WHAT TO WORK ON:
Quote word for word every line in the records below, from the line with "of the volcanic" up to and including the last line of the records.

***** DATA TO PROCESS

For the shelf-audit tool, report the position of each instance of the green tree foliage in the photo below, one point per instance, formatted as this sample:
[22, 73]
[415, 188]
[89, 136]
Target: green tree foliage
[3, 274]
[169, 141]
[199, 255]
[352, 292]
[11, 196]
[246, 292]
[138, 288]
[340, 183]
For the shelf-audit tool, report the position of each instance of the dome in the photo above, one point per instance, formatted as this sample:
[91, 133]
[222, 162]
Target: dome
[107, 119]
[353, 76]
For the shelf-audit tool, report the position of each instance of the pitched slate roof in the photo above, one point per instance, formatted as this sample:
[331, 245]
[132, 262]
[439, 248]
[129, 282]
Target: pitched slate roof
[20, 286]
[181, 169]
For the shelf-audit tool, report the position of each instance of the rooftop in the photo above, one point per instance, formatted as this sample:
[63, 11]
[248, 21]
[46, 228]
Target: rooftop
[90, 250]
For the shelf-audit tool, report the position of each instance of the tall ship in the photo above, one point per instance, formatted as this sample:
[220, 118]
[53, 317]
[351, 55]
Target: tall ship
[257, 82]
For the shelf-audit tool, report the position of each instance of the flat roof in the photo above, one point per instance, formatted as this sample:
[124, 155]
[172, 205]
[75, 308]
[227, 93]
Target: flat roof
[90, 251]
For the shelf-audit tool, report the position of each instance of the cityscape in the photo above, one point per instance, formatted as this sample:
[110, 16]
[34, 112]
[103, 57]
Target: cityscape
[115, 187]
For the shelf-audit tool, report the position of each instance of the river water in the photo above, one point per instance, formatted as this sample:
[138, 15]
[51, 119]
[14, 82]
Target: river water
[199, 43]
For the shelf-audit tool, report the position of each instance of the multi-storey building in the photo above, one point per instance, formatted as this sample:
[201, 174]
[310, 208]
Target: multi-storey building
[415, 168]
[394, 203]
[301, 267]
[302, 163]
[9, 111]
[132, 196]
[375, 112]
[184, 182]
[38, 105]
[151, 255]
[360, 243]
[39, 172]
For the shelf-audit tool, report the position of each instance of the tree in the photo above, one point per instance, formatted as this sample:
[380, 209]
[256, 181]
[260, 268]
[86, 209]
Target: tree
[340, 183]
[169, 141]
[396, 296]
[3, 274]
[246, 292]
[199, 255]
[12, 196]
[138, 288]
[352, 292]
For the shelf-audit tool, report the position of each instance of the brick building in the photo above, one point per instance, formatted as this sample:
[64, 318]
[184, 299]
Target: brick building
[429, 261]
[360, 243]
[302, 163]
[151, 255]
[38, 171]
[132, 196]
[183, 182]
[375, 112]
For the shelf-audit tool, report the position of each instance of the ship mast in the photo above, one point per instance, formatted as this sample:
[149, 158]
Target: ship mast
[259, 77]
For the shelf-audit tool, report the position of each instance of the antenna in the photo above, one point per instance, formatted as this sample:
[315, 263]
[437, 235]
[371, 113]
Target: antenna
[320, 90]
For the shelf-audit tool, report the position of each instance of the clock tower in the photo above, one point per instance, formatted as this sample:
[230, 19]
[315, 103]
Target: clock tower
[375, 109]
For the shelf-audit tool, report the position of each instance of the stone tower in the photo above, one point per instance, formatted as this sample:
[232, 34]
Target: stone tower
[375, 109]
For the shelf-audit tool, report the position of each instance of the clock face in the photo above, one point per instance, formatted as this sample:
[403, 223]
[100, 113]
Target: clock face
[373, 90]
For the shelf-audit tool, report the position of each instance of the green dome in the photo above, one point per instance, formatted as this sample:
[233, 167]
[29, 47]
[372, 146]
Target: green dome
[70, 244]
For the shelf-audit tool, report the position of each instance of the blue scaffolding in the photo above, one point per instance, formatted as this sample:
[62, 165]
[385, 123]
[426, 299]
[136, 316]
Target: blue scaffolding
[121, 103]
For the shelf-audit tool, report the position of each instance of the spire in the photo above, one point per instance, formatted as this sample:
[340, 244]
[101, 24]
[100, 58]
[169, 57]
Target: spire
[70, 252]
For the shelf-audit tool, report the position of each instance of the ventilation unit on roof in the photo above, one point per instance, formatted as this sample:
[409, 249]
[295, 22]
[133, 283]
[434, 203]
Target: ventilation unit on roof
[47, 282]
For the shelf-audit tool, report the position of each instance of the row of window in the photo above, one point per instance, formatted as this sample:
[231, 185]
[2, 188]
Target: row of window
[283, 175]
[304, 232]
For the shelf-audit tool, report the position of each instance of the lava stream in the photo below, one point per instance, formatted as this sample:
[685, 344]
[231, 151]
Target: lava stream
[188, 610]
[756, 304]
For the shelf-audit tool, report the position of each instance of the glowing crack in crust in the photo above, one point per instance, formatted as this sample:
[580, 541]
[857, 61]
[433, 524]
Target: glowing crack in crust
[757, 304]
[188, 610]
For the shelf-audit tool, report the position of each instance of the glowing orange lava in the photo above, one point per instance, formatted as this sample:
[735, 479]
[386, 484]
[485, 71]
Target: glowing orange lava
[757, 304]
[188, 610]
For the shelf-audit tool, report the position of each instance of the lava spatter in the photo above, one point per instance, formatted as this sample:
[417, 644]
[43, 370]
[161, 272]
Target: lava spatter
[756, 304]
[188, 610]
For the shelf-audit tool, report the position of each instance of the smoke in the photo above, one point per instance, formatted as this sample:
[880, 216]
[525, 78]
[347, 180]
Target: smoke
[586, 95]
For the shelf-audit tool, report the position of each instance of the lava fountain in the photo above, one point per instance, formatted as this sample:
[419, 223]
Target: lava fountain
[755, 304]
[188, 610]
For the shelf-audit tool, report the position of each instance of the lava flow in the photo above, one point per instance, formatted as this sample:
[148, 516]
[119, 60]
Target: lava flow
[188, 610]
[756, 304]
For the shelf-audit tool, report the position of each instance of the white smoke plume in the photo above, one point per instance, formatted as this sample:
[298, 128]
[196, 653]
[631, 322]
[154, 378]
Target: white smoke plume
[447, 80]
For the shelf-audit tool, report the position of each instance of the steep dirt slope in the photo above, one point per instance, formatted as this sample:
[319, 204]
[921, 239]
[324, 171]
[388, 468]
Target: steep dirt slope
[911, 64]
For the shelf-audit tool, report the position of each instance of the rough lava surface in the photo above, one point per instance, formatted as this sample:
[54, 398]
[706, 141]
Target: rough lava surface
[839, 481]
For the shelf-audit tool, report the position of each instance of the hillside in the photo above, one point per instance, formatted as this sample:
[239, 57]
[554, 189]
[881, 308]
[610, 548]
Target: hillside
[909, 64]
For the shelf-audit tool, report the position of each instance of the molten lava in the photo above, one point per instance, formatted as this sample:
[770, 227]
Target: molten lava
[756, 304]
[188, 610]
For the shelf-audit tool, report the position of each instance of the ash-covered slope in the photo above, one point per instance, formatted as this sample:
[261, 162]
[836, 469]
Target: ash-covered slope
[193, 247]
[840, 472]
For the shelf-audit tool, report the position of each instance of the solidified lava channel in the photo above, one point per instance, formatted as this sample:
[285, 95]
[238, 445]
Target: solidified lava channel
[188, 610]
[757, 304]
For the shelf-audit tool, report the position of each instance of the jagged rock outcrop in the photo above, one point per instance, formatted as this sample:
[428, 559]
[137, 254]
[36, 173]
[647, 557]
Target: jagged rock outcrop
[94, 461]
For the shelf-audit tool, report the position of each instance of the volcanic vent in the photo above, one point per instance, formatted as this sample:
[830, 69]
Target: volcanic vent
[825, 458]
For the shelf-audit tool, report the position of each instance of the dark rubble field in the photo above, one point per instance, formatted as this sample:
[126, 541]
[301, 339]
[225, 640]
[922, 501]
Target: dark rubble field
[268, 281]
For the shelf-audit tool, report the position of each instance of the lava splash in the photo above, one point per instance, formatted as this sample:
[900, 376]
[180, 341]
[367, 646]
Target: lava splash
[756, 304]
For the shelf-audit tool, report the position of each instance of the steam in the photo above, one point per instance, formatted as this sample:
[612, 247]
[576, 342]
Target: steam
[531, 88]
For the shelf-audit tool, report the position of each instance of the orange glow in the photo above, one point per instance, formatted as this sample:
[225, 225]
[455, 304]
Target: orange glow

**********

CORRECT OUTPUT:
For the shelf-audit tool, report the position of each instance of the volcanic vent in the photo above, one point per instance, formatted as this sample:
[830, 69]
Target: volcanic vent
[825, 458]
For the shelf-audit tool, report the position of each instance of the dark rubble field in the photo above, one point per instance, formatted as this sample:
[126, 541]
[301, 339]
[225, 640]
[922, 501]
Target: dark rubble field
[268, 281]
For the shelf-audit tool, report the position of each instance of the lava splash in the photo above, one point per instance, formatted as this sample:
[900, 376]
[180, 341]
[367, 646]
Target: lava splash
[756, 304]
For the shelf-audit tool, report the position of each instance of the steam in the photo above, one point per instance, formatted as this sample:
[612, 247]
[576, 342]
Target: steam
[531, 88]
For the shelf-audit tool, report the position of each instance of the orange glow in the photo above, one point per instance, formatted as this sample:
[225, 225]
[455, 304]
Target: orange glow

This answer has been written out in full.